> **課題の説明**
以下の行をすべて、1行につき1つの文字列としてJSONのリストにまとめてください。空行は入れず、画像は解答から除いてください。

■ ■ ■ ■ ■ ■ ■

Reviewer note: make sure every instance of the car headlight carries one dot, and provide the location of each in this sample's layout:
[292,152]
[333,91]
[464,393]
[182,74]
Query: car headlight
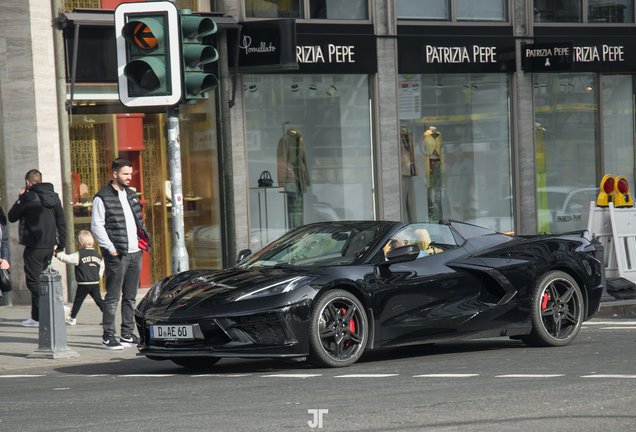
[277,288]
[153,294]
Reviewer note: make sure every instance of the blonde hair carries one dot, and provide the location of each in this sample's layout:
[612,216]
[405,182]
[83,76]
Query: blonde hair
[86,238]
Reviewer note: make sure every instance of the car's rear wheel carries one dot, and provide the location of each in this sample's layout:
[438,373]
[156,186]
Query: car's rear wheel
[338,330]
[195,362]
[557,310]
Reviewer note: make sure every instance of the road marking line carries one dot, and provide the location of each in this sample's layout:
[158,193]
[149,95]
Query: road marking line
[445,376]
[529,376]
[630,322]
[290,375]
[366,376]
[219,375]
[145,375]
[19,376]
[609,376]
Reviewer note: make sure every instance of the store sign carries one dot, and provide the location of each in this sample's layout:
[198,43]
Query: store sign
[433,54]
[266,46]
[597,53]
[336,53]
[546,57]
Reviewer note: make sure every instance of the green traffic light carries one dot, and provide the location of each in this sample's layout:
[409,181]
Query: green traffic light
[199,82]
[198,55]
[195,27]
[149,73]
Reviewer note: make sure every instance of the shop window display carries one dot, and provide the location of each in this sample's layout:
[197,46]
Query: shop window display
[465,10]
[618,126]
[567,129]
[97,138]
[312,133]
[455,149]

■ ■ ■ ■ ■ ■ ■

> **解答**
[
  "Reviewer note: make sure every instance of the car headlight carries one dot, and provide the location of each in this sample's layout:",
  "[292,152]",
  "[333,91]",
  "[464,393]",
  "[182,74]",
  "Query: car headlight",
  "[277,288]",
  "[153,294]",
  "Reviewer note: make sure every instance of the blonde hair carries one dot, and provide the location of each in this sample's layout:",
  "[612,216]",
  "[405,182]",
  "[83,76]",
  "Query: blonde hair",
  "[86,238]",
  "Reviewer note: make sure every instance of the car's rear wheel carries one dot, and provide the location of each in this sample's layout:",
  "[438,373]",
  "[156,186]",
  "Query: car's rear wheel",
  "[338,330]",
  "[195,362]",
  "[557,310]",
  "Reviewer note: make sure every instance of the road marking line carries one dot, and provide the location of each in this sample's layout:",
  "[158,193]",
  "[149,95]",
  "Query: road marking line",
  "[445,376]",
  "[529,376]",
  "[630,322]",
  "[290,375]",
  "[366,376]",
  "[219,375]",
  "[145,375]",
  "[19,376]",
  "[609,376]",
  "Reviewer note: make sure every instance of the store sign carries one dot, and provide the location of each in this sample's layout:",
  "[198,43]",
  "Query: store sign",
  "[433,54]",
  "[266,46]",
  "[597,53]",
  "[336,53]",
  "[546,57]",
  "Reviewer note: make sure every instance of the green traffic light carries one dot, and provide the location of each in this sample's layout:",
  "[409,181]",
  "Query: green traffic light",
  "[199,82]",
  "[198,55]",
  "[195,27]",
  "[149,73]",
  "Reviewer note: make sure every instance of the shop window display carries one dot, and provide the location of each in this sample's layout:",
  "[197,46]",
  "Query: shop window display",
  "[465,10]",
  "[618,126]",
  "[567,129]",
  "[97,138]",
  "[312,133]",
  "[455,149]"
]